▸ **YOUR GOAL**:
Output an exact reproduction of the data.

Point labeling examples:
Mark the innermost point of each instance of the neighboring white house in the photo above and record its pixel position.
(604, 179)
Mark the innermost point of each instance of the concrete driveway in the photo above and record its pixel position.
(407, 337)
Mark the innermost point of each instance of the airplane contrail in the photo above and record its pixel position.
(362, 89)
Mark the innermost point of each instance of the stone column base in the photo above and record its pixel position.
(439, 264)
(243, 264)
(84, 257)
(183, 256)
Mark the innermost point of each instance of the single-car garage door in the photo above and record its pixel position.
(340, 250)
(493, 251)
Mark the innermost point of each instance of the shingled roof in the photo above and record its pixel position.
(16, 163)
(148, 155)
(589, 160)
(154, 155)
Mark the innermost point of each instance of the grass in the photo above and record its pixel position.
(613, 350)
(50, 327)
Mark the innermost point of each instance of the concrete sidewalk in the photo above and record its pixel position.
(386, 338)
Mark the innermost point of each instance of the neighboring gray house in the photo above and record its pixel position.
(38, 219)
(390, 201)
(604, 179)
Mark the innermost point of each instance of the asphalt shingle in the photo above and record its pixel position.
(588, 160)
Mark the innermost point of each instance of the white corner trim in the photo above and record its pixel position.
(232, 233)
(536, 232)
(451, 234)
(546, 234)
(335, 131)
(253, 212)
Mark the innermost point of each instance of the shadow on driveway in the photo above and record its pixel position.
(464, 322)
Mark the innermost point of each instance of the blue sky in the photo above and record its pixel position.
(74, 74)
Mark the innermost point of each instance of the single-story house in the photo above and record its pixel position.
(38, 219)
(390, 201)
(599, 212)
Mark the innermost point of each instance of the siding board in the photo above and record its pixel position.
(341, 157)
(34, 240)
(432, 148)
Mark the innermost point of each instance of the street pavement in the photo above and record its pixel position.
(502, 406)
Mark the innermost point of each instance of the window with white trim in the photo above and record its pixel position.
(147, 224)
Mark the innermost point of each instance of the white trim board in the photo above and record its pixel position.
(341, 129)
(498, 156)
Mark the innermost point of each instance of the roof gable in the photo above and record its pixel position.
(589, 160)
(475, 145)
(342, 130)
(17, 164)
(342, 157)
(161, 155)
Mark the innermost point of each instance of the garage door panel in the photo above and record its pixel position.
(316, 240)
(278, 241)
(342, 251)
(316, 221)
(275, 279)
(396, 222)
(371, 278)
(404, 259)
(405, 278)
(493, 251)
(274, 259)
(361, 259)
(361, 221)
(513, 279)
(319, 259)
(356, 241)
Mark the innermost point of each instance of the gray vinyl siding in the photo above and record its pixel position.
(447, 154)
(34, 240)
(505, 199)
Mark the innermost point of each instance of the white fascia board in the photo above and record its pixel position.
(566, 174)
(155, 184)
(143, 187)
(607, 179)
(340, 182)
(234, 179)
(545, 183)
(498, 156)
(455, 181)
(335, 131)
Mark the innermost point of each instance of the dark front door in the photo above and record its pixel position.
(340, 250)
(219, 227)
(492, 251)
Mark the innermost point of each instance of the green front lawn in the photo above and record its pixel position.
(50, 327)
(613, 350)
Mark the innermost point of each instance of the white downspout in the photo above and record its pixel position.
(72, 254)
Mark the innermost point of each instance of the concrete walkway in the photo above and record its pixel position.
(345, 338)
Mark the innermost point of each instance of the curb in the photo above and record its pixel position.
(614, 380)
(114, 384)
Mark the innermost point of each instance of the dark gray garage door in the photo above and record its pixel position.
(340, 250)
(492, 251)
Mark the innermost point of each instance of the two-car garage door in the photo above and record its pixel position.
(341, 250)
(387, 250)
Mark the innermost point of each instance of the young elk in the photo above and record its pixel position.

▸ **FINAL RESULT**:
Mark the innermost point of each instance of the neighboring white house in the photo above and record its pixel position.
(604, 179)
Mark the innermost point of each instance of the concrete driveway in the photo above and record its pixel position.
(407, 337)
Mark the innermost point of each instance of the airplane contrail in the photo above and record its pixel position.
(362, 89)
Mark the innermost point of each instance of the stone column base in the photo above and record its pixel position.
(439, 264)
(243, 264)
(84, 257)
(183, 256)
Mark the innermost point of each instance of the single-car garage door in the photo above and record its pixel position.
(340, 250)
(493, 251)
Mark the innermost point of each instance of the shingled roof in the photo above and record its pixel position.
(16, 163)
(148, 155)
(589, 160)
(154, 155)
Mark the innermost point of each instance of the grass in the photo above and record its pixel position.
(613, 350)
(50, 327)
Mark the innermost point of each instance of the concrete sidewalk in the photo above and record its pixel position.
(386, 338)
Mark the innermost point of each instance of the neighboring gray house in the photo above and record its pixel position.
(38, 219)
(390, 201)
(604, 179)
Mark the innermost point of each instance of the asphalt shingle in the photo above and record its pixel position.
(588, 160)
Mark the innermost point of each instance of the white corner trim in the photo above and record its pixel position.
(232, 233)
(536, 232)
(451, 234)
(546, 234)
(335, 131)
(253, 212)
Mark the innermost point of each instance of the shadow on driveway in the photo above and record its pixel position.
(464, 322)
Mark the innermost point of each instance of the blue sky in the photo above and record its pixel position.
(74, 74)
Mark the innermost point of each instance of the single-story house in the photo above and record its pixel position.
(38, 219)
(390, 201)
(599, 212)
Mark the innermost point of each instance of the siding board in the photo above and record its pixel position.
(341, 157)
(34, 240)
(432, 148)
Mark the innermost point of each instance of the street pavement in the photo above and record its pixel position.
(502, 406)
Mark the innermost point of each instance of the window with white trim in the photo above and record its pixel position.
(147, 224)
Mark the innermost point of each instance of the white trim board in the photo above and record its pixel position.
(341, 129)
(498, 156)
Mark the innermost point of each instance of the roof gable in the photo above and record its pixel position.
(589, 160)
(475, 145)
(342, 130)
(17, 164)
(342, 157)
(161, 155)
Mark the innermost point of each instance of the garage door panel in the photo above and record its pixel position.
(316, 240)
(278, 241)
(342, 251)
(316, 221)
(275, 279)
(396, 222)
(371, 278)
(404, 259)
(405, 278)
(493, 251)
(274, 259)
(361, 259)
(361, 221)
(513, 279)
(319, 259)
(356, 241)
Mark the innermost point of each instance of the gray vinyl siding in the photo above and record its pixel position.
(447, 154)
(34, 240)
(505, 199)
Mark the innermost point of each instance of the white fascia board in the photo above and record its pixel position.
(566, 174)
(155, 184)
(143, 187)
(607, 179)
(340, 182)
(234, 179)
(545, 183)
(498, 156)
(455, 181)
(335, 131)
Mark the innermost point of each instance of the dark front door in the photo above and record its pixel position.
(340, 250)
(219, 227)
(492, 251)
Mark the innermost point of each instance of the green front lawn in the photo above and record its pixel position.
(50, 327)
(613, 350)
Mark the innermost point of each instance of the white downspout in the photo above and record its pixel position.
(72, 254)
Mark the innermost point of each instance of the concrete walkway in the photo above and record its pixel position.
(345, 338)
Mark the innermost point of each instance of the curb in the photo above and record its pixel position.
(614, 380)
(114, 384)
Mark the innermost point of each instance of the dark gray garage door in the photo above and record its pixel position.
(340, 250)
(492, 251)
Mark the innermost point of each instance of the two-car garage door in the photo above and record its pixel position.
(341, 250)
(387, 250)
Mark the innermost point of each instance of the young elk in the photo above and record its pixel position.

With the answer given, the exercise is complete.